<<<<

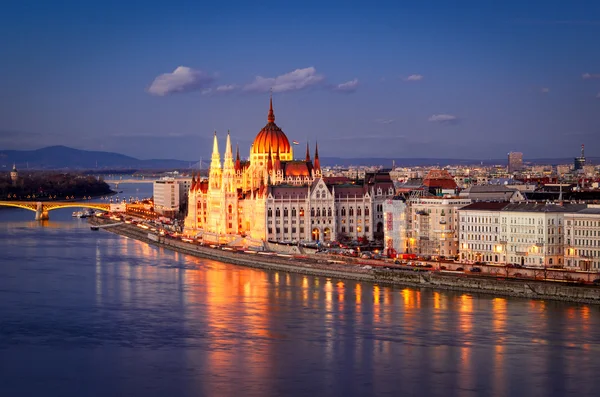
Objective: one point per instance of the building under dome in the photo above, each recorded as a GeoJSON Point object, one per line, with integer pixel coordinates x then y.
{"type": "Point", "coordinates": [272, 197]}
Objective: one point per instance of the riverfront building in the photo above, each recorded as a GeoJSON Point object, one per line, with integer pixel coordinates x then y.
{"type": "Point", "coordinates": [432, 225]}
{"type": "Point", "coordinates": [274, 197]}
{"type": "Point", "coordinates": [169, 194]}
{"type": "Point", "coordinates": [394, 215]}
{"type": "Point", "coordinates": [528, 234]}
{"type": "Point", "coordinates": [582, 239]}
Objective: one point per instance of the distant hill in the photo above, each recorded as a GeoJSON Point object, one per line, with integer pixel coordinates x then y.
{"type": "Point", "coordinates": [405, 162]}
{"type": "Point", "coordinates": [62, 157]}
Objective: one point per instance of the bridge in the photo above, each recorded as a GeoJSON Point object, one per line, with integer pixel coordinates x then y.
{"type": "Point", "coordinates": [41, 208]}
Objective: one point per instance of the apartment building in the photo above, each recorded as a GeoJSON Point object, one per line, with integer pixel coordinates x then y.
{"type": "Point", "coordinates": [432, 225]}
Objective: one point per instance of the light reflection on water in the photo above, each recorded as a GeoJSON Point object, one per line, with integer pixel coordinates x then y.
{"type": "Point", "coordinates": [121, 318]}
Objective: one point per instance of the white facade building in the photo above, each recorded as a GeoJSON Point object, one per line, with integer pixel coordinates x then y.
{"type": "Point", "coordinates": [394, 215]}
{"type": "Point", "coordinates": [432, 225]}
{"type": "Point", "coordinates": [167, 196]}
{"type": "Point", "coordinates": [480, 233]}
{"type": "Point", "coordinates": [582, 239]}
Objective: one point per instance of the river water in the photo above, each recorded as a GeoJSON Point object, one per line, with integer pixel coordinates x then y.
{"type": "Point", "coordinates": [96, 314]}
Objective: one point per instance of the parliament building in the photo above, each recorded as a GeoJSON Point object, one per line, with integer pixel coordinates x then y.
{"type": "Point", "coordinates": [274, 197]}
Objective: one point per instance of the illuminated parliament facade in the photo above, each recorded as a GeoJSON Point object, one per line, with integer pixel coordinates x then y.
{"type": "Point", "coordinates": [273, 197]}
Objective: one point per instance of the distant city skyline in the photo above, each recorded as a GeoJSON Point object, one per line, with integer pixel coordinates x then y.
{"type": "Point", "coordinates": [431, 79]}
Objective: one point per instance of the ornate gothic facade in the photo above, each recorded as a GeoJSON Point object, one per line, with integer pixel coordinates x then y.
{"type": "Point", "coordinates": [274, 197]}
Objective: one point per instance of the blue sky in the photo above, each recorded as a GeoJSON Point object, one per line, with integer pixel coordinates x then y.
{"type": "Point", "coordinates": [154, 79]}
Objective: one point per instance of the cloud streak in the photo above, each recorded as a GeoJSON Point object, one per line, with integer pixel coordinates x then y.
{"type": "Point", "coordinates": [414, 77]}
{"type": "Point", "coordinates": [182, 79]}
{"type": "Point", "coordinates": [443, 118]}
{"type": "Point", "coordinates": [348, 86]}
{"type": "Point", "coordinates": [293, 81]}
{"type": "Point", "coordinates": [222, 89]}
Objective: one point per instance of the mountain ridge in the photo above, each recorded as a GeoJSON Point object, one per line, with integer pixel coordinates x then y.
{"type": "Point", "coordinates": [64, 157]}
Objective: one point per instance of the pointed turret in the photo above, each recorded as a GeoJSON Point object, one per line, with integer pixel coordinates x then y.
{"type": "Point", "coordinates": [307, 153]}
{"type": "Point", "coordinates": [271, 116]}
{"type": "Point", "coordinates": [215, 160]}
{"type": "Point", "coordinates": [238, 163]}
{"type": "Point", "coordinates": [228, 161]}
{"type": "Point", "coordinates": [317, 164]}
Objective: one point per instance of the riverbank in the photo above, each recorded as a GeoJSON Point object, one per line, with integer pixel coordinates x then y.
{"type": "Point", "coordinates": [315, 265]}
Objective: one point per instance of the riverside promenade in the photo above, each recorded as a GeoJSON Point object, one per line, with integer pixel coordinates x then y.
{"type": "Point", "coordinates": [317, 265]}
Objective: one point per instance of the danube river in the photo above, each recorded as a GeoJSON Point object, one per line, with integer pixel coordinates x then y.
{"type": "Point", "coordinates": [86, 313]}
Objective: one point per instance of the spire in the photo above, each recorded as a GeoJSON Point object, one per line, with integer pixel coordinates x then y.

>>>>

> [GIVEN TASK]: Reproduce the full listing above verbatim, omitting the image.

> [RESULT FOR THIS TASK]:
Objective: one point per instance of the building under dome in the photo above, each recorded as a GeoJSON Point object, one per line, with integer pixel coordinates x then y.
{"type": "Point", "coordinates": [272, 197]}
Objective: one point per instance of the riverfront building in the photo above, each recorded as a GeoJSON Point object, one per line, with integer pixel coordinates x then y.
{"type": "Point", "coordinates": [432, 225]}
{"type": "Point", "coordinates": [274, 197]}
{"type": "Point", "coordinates": [169, 194]}
{"type": "Point", "coordinates": [394, 215]}
{"type": "Point", "coordinates": [528, 234]}
{"type": "Point", "coordinates": [582, 239]}
Objective: one point per instance of the distant hill in the photo above, each recorded as a GeoJSON Point object, one per line, with integer pixel coordinates x then y.
{"type": "Point", "coordinates": [405, 162]}
{"type": "Point", "coordinates": [62, 157]}
Objective: one point per instance of the bridge in the photo above, each recorded as a GeoJSON Point object, one per line, with integer pixel coordinates x then y.
{"type": "Point", "coordinates": [41, 208]}
Objective: one point per instance of the apartment building in the photo above, each recorded as a GeoJSON Point object, one per line, with integer pixel coordinates x then y.
{"type": "Point", "coordinates": [432, 225]}
Objective: one point per instance of the light reflection on water in the photo above, each recorded as a GeoJSON Point object, one per line, with integer pixel coordinates x then y.
{"type": "Point", "coordinates": [121, 318]}
Objective: one point per instance of the white facade building in the photo above, each recorded as a GeoJSON Point object, one per line, with integer pixel coordinates x then y.
{"type": "Point", "coordinates": [394, 215]}
{"type": "Point", "coordinates": [432, 225]}
{"type": "Point", "coordinates": [167, 196]}
{"type": "Point", "coordinates": [480, 233]}
{"type": "Point", "coordinates": [582, 239]}
Objective: one point per instance of the river water in the photo above, each recorded as a GeoJSON Point object, one per line, with integer pixel coordinates x then y.
{"type": "Point", "coordinates": [96, 314]}
Objective: one point per instance of the parliament building in the photo above, each recorded as a GeoJSON Point object, one per line, with integer pixel coordinates x then y.
{"type": "Point", "coordinates": [274, 197]}
Objective: one point per instance of the illuminated parliament facade in the photo above, each recorded as a GeoJSON Point object, one per line, with integer pixel coordinates x then y.
{"type": "Point", "coordinates": [273, 197]}
Objective: one point per instance of the distant city skyline in the photo above, each recorded as a GeoJSON Point object, one per line, with integer pixel coordinates x then y.
{"type": "Point", "coordinates": [431, 79]}
Objective: one point per instance of the ornate gothic facade in the photo above, each recorded as a GeoJSON Point object, one per line, with integer pixel coordinates x then y.
{"type": "Point", "coordinates": [274, 197]}
Objective: one point per instance of the blue sky in the photo above, each recorded as a GeoJSON Point object, one per line, with integer pixel coordinates x then y.
{"type": "Point", "coordinates": [154, 79]}
Objective: one point per instance of the cloud streak in the photo above, each recorded as a GeoJSON Point object, one per line, with integer pixel coordinates x then y.
{"type": "Point", "coordinates": [414, 77]}
{"type": "Point", "coordinates": [182, 79]}
{"type": "Point", "coordinates": [443, 118]}
{"type": "Point", "coordinates": [348, 86]}
{"type": "Point", "coordinates": [293, 81]}
{"type": "Point", "coordinates": [222, 89]}
Objective: one point per instance of the mountain ridge in the photo above, each recorded as a GeoJSON Point object, one per line, with integer pixel coordinates x then y.
{"type": "Point", "coordinates": [64, 157]}
Objective: one point per instance of the pointed turret in the photo above, each recorded as a GeoJSON Point object, one per line, with integer pixel coordinates x then y.
{"type": "Point", "coordinates": [307, 153]}
{"type": "Point", "coordinates": [271, 116]}
{"type": "Point", "coordinates": [215, 160]}
{"type": "Point", "coordinates": [238, 163]}
{"type": "Point", "coordinates": [228, 161]}
{"type": "Point", "coordinates": [317, 164]}
Objective: one point per instance of the riverbank in the photo above, each recorded as a GeoJSON Point object, one per line, with integer pixel coordinates x then y.
{"type": "Point", "coordinates": [315, 265]}
Objective: one point per instance of the riverside promenade in the photo above, each recorded as a GeoJSON Point object, one per line, with integer pixel coordinates x then y.
{"type": "Point", "coordinates": [317, 265]}
Objective: one point per instance of the danube river in the photo above, each recorded as a GeoJSON Point object, one per line, with integer pixel coordinates x then y.
{"type": "Point", "coordinates": [86, 313]}
Objective: one point per instance of the spire in the photo above, each recorded as a GeoJSON Point object, one per line, with integer pixel coordinates x then y.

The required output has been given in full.